23 agosto 2024

MUSICA - L. VAN BEETHOVEN - SINFONIA N. 3

 


Sinfonia n. 3 in mi bemolle maggiore, Op. 55 "Eroica"


#Eroica #History #Music #Beethoven #Sinfonia

Musica: Ludwig van Beethoven (1770 - 1827)
  1. Allegro con brio
  2. Marcia funebre. Adagio assai (do minore)
  3. Scherzo. Allegro vivace
  4. Allegro molto

Organico: 2 flauti, 2 oboi, 2 clarinetti, 2 fagotti, 3 corni, 2 trombe, timpani, archi
Composizione: 1803
Prima esecuzione: Vienna, Theater an der Wien, 7 Aprile 1805
Edizione: Bureau des Arts et d'Industrie, Vienna 1806
Dedica: Principe Max von Lobkowitz

Se lo spirito della rivoluzione francese e gli ideali repubblicani di eguaglianza, libertà, fraternità, sono presenti in tanta parte della produzione musicale di Beethoven, soprattutto attraverso connessioni con molteplici lavori letterari, pure questi fattori si palesano in una chiara affermazione politica solamente nella partitura della Sinfonia n. 3 in mi bemolle maggiore op. 55, grazie al riferimento diretto di questa Sinfonia alla figura di Napoleone Bonaparte. Anche accantonando l'idea - affermata da Schindler ma improbabile - che fosse stato il futuro re di Svezia Bernadotte a suggerire al compositore, nel 1798, una Sinfonia su Bonaparte, l'intenzione di Beethoven di trasferirsi in Francia nel 1803 e sicure tracce epistolari confermano che Napoleone doveva essere non solo e non tanto il dedicatario della Sinfonia (circostanza occasionale e secondaria), quanto piuttosto il suo ispiratore ed intestatario. Almeno queste erano le intenzioni dell'autore quando, fra la fine del 1802 e l'inizio del 1804, attese alla stesura della partitura.

◆ ◆ ◆ ◆ ◆ ◆ ◆

> **RICHIESTA SCRITTA 1**
Nel testo sulla Sinfonia n. 3 di Beethoven, dove e quando si tenne la prima esecuzione?
> **RICHIESTA SCRITTA 2**
Secondo il testo sulla Sinfonia "Eroica", che cosa conferma che Napoleone doveva esserne l'ispiratore e non soltanto il dedicatario?
> **RICHIESTA SCRITTA 3**
Prosegui il testo sulla Sinfonia "Eroica" di Beethoven partendo dopo la sua ultima frase.
L'elenco proviene da un'altra fonte.

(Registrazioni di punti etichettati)
◆ ◆ ◆ ◆ ◆ ◆ ◆

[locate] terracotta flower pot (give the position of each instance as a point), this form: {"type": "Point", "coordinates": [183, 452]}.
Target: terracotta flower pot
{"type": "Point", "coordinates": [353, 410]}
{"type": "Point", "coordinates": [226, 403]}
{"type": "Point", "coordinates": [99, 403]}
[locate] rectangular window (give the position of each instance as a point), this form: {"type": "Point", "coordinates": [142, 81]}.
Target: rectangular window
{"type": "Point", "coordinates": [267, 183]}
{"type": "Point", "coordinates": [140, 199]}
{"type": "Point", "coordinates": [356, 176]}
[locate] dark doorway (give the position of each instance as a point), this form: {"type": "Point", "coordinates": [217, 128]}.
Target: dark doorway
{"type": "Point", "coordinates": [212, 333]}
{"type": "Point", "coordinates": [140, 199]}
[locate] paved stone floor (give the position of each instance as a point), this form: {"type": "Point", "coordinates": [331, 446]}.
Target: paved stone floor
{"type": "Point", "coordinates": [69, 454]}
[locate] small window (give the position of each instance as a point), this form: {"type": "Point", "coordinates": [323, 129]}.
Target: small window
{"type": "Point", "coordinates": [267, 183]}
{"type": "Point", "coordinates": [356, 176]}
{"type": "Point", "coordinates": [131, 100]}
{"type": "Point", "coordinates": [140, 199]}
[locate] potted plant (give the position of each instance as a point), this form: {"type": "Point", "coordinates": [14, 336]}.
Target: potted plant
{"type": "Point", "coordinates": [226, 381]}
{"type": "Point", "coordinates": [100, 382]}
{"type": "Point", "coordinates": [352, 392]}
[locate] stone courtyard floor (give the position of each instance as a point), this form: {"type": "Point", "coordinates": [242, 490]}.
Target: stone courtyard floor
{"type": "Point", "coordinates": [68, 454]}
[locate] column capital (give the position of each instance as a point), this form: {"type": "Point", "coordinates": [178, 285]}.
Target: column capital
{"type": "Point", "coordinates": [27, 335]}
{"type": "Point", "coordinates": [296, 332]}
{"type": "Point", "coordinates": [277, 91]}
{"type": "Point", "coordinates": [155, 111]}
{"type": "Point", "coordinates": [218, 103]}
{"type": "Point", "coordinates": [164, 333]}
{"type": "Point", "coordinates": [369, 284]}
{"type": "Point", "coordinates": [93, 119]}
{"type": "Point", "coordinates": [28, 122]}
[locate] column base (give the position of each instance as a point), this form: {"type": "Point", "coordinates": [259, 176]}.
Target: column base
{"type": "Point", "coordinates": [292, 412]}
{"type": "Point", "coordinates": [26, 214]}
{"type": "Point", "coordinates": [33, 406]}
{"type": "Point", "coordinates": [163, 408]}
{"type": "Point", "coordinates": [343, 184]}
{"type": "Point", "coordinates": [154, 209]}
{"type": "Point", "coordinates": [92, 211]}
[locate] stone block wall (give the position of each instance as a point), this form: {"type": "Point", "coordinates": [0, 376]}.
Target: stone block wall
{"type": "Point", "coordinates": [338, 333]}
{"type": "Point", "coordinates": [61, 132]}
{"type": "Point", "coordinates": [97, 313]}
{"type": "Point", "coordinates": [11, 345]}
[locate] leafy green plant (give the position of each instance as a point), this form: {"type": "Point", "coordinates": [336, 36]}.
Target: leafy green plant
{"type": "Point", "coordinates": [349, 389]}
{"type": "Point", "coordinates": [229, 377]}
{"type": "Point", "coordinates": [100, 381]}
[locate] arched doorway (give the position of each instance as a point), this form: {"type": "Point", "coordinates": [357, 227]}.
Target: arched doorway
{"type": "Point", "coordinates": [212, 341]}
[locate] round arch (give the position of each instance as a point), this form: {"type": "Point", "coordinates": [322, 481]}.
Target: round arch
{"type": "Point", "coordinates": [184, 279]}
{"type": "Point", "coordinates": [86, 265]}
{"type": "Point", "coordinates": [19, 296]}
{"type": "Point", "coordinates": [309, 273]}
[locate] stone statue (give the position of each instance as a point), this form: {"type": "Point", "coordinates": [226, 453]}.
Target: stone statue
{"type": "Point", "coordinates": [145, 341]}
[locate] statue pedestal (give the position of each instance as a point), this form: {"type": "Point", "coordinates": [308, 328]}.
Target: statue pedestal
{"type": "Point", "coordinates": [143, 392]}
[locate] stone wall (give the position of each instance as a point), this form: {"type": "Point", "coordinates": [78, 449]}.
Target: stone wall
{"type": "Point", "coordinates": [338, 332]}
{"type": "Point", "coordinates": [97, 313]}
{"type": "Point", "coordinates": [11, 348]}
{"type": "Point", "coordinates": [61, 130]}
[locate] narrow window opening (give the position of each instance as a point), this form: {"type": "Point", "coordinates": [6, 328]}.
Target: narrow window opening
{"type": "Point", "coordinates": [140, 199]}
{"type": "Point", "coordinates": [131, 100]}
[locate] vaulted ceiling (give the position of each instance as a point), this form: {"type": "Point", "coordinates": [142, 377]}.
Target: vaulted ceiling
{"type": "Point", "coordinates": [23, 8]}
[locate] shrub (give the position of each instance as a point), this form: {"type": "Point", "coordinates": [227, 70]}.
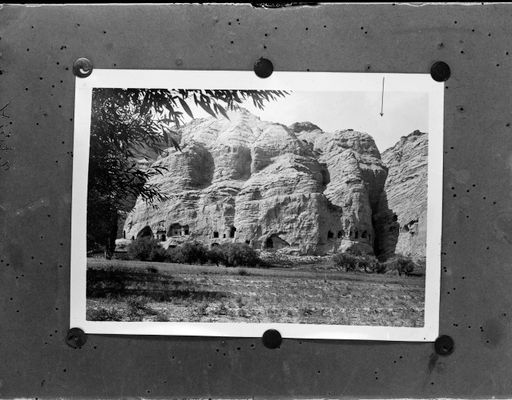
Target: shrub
{"type": "Point", "coordinates": [345, 260]}
{"type": "Point", "coordinates": [145, 249]}
{"type": "Point", "coordinates": [359, 261]}
{"type": "Point", "coordinates": [188, 253]}
{"type": "Point", "coordinates": [216, 255]}
{"type": "Point", "coordinates": [239, 254]}
{"type": "Point", "coordinates": [400, 263]}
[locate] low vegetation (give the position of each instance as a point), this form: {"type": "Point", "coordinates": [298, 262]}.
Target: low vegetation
{"type": "Point", "coordinates": [119, 290]}
{"type": "Point", "coordinates": [229, 254]}
{"type": "Point", "coordinates": [355, 261]}
{"type": "Point", "coordinates": [243, 255]}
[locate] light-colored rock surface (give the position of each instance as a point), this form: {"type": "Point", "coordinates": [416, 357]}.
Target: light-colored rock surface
{"type": "Point", "coordinates": [402, 220]}
{"type": "Point", "coordinates": [245, 180]}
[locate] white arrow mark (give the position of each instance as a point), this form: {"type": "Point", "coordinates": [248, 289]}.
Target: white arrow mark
{"type": "Point", "coordinates": [382, 99]}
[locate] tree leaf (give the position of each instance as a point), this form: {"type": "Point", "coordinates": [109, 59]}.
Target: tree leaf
{"type": "Point", "coordinates": [185, 106]}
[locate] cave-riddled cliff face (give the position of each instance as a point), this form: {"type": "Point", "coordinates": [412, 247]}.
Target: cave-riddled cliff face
{"type": "Point", "coordinates": [271, 186]}
{"type": "Point", "coordinates": [402, 216]}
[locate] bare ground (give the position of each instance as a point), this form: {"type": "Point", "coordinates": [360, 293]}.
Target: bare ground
{"type": "Point", "coordinates": [147, 291]}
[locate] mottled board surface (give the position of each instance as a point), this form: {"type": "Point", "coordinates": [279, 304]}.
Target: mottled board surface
{"type": "Point", "coordinates": [38, 46]}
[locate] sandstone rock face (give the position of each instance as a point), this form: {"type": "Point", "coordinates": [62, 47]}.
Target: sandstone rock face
{"type": "Point", "coordinates": [402, 217]}
{"type": "Point", "coordinates": [244, 180]}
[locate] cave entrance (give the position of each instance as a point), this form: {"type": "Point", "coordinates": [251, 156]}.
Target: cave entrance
{"type": "Point", "coordinates": [275, 242]}
{"type": "Point", "coordinates": [145, 232]}
{"type": "Point", "coordinates": [174, 230]}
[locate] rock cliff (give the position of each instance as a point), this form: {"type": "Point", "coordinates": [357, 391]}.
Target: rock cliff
{"type": "Point", "coordinates": [274, 187]}
{"type": "Point", "coordinates": [402, 216]}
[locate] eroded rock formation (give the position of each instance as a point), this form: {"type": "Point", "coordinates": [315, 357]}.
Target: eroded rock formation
{"type": "Point", "coordinates": [402, 217]}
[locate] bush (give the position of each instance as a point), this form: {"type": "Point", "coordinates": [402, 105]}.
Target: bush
{"type": "Point", "coordinates": [146, 249]}
{"type": "Point", "coordinates": [188, 253]}
{"type": "Point", "coordinates": [358, 261]}
{"type": "Point", "coordinates": [239, 254]}
{"type": "Point", "coordinates": [402, 264]}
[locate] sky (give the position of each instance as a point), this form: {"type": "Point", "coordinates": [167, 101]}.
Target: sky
{"type": "Point", "coordinates": [404, 112]}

◆ ◆ ◆ ◆ ◆ ◆ ◆

> **RISULTATO ESERCIZIO 1**
Al Theater an der Wien di Vienna, il 7 aprile 1805.

> **RISULTATO ESERCIZIO 2**
Lo confermano l'intenzione di Beethoven di trasferirsi in Francia nel 1803 e sicure tracce epistolari. La dedica a Napoleone sarebbe stata invece una circostanza occasionale e secondaria.

> **RISULTATO ESERCIZIO 3**
Fiumi di inchiostro sono stati versati per narrare e commentare la mancata intitolazione della sinfonia a Napoleone. Converrà riassumere i termini della questione, partendo ancora una volta dal racconto di Ferdinand Ries - allievo, amico e poi biografo del compositore:
«A proposito di questa Sinfonia Beethoven aveva pensato a Napoleone, ma finché era ancora primo console. Beethoven ne aveva grandissima stima e lo paragonava ai più grandi consoli romani. Tanto io, quanto parecchi dei suoi amici più intimi, abbiamo visto sul suo tavolo questa sinfonia già scritta in partitura e sul frontespizio in alto stava scritta la parola "Buonaparte" e giù in basso "Luigi van Beethoven" e niente altro. Se lo spazio in mezzo dovesse venire riempito e con che cosa, io non lo so. Fui il primo a portargli la notizia che Buonaparte si era proclamato imperatore, al che ebbe uno scatto d'ira ed esclamò: "Anch'egli non è altro che un uomo comune. Ora calpesterà tutti i diritti dell'uomo e asseconderà solo la sua ambizione; si collocherà più in alto di tutti gli altri, diventerà un tiranno!" Andò al suo tavolo, afferrò il frontespizio, lo stracciò e lo buttò per terra.»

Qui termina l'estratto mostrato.